◆ **THE PROBLEM**
Each line from the one containing "Locate the suv window" through the end of the entries below should be transcribed exactly, and no other line.

◆ **EXCERPTED RECORDS**
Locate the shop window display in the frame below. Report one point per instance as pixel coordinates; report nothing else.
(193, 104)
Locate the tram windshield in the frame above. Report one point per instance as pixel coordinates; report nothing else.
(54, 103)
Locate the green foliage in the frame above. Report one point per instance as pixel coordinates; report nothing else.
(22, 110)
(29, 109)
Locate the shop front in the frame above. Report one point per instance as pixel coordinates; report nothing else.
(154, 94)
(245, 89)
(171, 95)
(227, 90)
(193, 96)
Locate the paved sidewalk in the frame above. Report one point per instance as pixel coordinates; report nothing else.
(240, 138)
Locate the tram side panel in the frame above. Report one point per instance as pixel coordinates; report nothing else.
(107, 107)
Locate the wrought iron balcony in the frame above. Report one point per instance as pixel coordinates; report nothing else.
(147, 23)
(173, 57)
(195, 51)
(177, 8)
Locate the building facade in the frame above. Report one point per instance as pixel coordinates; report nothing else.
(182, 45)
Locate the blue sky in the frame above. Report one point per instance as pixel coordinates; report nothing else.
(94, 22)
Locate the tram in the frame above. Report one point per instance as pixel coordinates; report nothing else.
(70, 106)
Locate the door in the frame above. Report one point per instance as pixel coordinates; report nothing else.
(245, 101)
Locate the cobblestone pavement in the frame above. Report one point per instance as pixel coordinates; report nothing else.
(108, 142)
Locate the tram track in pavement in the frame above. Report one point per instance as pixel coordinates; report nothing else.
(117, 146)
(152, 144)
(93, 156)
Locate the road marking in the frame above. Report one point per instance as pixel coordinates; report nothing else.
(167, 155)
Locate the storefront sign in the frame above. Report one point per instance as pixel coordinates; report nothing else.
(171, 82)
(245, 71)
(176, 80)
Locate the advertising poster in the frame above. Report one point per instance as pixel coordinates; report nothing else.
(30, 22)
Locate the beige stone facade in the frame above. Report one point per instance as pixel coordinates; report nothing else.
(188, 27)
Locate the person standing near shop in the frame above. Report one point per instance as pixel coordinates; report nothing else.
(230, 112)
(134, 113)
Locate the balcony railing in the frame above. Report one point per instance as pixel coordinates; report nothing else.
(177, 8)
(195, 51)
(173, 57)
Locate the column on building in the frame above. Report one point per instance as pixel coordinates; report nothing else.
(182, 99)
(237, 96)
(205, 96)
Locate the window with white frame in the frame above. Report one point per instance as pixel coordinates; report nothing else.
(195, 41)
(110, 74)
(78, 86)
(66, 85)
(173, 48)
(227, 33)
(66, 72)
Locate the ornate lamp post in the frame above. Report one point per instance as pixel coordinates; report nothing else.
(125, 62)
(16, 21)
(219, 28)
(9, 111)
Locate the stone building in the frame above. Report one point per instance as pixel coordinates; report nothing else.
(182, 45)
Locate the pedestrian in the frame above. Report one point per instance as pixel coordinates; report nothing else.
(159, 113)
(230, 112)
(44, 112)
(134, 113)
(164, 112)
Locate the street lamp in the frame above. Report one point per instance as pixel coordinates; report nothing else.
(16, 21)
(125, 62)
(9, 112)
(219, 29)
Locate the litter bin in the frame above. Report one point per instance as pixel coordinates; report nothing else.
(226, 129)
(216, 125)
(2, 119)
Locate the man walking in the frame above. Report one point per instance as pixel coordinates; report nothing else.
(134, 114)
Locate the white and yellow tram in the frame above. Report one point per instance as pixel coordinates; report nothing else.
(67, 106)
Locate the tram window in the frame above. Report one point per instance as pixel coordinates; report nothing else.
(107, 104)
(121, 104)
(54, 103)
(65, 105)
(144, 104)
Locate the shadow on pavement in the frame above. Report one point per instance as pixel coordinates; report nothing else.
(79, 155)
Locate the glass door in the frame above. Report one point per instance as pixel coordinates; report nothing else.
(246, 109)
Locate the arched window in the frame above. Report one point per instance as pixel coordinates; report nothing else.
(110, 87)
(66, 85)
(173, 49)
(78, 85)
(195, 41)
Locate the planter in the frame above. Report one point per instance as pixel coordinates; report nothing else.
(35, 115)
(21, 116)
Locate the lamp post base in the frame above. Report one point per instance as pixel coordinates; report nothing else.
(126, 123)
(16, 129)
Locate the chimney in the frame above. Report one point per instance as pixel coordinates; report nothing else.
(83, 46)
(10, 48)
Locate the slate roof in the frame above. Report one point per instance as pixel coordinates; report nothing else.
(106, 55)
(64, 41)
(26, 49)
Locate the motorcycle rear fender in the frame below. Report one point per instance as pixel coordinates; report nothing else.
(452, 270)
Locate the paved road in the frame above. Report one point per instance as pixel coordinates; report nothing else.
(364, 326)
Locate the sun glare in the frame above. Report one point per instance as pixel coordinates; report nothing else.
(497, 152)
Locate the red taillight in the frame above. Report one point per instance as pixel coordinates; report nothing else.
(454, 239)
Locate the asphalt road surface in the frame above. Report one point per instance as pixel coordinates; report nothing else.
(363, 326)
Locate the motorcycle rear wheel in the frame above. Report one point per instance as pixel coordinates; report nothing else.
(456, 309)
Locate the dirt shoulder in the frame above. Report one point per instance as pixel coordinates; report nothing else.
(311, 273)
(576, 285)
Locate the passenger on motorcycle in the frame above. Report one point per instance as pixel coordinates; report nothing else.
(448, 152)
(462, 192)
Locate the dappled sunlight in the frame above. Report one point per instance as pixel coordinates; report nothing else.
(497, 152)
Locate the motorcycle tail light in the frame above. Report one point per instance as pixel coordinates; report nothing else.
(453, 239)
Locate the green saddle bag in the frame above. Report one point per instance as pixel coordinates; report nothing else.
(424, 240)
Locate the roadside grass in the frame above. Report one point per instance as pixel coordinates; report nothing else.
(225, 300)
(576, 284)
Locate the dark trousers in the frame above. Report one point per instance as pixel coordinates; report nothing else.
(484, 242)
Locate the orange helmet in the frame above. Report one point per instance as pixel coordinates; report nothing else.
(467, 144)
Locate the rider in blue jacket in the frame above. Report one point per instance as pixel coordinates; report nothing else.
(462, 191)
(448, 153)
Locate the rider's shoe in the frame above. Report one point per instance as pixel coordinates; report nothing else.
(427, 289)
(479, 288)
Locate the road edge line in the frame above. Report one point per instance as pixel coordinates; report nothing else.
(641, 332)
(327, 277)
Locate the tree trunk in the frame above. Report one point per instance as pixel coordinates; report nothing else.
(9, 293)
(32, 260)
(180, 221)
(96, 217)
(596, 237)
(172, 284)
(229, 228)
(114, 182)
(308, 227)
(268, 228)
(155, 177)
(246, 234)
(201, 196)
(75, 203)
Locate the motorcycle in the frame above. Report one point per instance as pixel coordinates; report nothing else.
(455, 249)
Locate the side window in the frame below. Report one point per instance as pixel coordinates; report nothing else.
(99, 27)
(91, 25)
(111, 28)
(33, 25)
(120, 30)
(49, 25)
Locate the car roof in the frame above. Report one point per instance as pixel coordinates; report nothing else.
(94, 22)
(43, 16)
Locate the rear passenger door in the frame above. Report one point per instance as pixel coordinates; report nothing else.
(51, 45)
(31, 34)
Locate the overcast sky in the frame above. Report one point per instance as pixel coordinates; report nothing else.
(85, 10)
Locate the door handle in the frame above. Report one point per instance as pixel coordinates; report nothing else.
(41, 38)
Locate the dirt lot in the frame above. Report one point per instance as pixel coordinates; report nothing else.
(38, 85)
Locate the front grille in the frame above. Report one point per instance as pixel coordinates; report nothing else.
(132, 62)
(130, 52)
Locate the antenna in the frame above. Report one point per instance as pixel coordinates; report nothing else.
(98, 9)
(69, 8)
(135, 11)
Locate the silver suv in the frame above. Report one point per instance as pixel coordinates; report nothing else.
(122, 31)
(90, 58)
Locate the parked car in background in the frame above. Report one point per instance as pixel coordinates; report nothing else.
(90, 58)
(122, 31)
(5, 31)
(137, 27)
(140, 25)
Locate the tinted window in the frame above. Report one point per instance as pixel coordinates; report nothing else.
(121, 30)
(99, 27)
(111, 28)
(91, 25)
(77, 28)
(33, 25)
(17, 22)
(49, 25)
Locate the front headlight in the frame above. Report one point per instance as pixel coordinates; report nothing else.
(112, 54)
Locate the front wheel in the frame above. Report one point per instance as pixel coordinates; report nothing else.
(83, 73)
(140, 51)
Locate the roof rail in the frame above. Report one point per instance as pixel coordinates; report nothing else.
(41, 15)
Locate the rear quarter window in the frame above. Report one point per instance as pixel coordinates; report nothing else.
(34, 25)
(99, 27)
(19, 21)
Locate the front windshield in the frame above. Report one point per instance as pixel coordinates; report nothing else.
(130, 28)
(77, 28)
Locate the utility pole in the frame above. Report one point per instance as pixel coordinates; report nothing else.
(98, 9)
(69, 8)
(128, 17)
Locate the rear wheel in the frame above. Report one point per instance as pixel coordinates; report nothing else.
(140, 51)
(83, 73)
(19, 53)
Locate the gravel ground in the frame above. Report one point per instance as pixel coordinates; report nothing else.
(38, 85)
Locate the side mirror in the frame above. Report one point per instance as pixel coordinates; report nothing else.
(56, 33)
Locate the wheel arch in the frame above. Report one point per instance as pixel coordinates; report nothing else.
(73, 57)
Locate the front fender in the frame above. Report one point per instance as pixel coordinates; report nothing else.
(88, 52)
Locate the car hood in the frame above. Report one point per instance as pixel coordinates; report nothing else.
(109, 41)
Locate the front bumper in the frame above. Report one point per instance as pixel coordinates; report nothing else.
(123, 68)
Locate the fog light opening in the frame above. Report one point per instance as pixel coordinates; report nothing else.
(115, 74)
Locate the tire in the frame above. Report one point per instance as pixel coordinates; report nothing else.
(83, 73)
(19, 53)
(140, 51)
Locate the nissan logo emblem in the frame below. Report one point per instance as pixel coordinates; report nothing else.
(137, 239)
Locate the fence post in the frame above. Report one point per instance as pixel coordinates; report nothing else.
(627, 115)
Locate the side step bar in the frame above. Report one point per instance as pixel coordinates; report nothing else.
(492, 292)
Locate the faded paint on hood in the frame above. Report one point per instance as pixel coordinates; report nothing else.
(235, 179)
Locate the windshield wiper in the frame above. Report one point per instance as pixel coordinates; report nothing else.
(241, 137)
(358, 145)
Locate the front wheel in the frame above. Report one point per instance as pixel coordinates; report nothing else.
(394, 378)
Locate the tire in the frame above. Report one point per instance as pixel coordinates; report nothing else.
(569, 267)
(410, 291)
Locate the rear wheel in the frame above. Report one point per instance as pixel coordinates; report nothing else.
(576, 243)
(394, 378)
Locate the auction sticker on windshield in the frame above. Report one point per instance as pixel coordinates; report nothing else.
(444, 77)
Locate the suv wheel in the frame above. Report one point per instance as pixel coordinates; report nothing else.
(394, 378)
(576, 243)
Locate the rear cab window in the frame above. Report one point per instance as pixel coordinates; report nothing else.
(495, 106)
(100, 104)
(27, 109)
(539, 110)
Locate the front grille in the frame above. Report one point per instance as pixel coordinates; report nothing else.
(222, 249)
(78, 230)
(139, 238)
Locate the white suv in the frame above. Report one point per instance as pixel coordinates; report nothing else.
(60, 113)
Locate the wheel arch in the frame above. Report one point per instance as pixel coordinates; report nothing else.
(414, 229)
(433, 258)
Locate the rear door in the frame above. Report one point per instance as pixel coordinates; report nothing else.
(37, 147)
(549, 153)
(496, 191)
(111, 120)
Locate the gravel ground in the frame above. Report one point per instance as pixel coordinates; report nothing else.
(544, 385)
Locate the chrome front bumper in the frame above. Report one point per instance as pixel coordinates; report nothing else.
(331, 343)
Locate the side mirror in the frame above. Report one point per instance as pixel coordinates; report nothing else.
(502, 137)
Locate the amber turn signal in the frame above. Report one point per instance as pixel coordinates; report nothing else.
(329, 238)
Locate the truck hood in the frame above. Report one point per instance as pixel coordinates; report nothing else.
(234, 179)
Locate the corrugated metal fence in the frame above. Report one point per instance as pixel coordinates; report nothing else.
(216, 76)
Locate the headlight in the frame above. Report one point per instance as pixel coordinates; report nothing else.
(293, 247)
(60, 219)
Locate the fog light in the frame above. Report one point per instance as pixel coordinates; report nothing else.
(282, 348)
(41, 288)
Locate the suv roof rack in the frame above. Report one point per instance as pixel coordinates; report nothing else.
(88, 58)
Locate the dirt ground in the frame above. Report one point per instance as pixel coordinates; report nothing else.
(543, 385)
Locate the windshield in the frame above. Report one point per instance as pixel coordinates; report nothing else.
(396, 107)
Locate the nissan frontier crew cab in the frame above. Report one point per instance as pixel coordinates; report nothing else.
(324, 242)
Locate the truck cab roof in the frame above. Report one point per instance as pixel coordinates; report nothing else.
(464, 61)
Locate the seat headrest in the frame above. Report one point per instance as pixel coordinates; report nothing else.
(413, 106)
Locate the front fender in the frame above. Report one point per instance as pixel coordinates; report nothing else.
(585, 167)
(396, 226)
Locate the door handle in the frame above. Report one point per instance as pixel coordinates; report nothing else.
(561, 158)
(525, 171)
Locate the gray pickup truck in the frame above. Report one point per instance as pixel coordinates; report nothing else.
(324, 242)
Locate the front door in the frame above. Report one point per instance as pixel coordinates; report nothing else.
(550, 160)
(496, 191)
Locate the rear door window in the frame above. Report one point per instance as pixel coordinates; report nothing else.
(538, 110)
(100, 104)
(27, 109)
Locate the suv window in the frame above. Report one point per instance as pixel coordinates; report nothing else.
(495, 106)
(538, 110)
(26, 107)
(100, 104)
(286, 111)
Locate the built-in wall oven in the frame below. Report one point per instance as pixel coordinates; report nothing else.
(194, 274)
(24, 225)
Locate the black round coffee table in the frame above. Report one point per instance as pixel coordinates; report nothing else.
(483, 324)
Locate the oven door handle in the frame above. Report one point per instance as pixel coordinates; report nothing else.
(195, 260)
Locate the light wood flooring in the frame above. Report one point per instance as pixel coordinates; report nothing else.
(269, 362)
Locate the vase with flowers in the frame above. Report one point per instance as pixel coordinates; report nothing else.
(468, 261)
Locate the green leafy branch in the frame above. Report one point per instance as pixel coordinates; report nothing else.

◆ **WRITTEN SOLUTION**
Locate the suv window in the frame above. Report one point per instance as pixel coordinates; report nothing else.
(495, 106)
(538, 110)
(26, 107)
(100, 104)
(286, 111)
Locate the built-in wall oven in the frame below. Report one point per instance as pixel coordinates; report nothing else.
(194, 274)
(24, 225)
Locate the black round coffee table in the frame above. Report one point per instance as pixel coordinates; report nothing else.
(483, 324)
Locate the oven door handle in the frame above. Report one point per instance as pixel coordinates; report nothing else.
(195, 260)
Locate the light wood flooring in the frame above. Report one point per instance as pixel coordinates; report nothing else.
(269, 362)
Locate the vase with flowers in the frame above. Report one point per instance as pixel coordinates; report nothing else.
(468, 261)
Locate the green leafy branch in the frame above. Report one point per instance as pixel coordinates; report nothing else.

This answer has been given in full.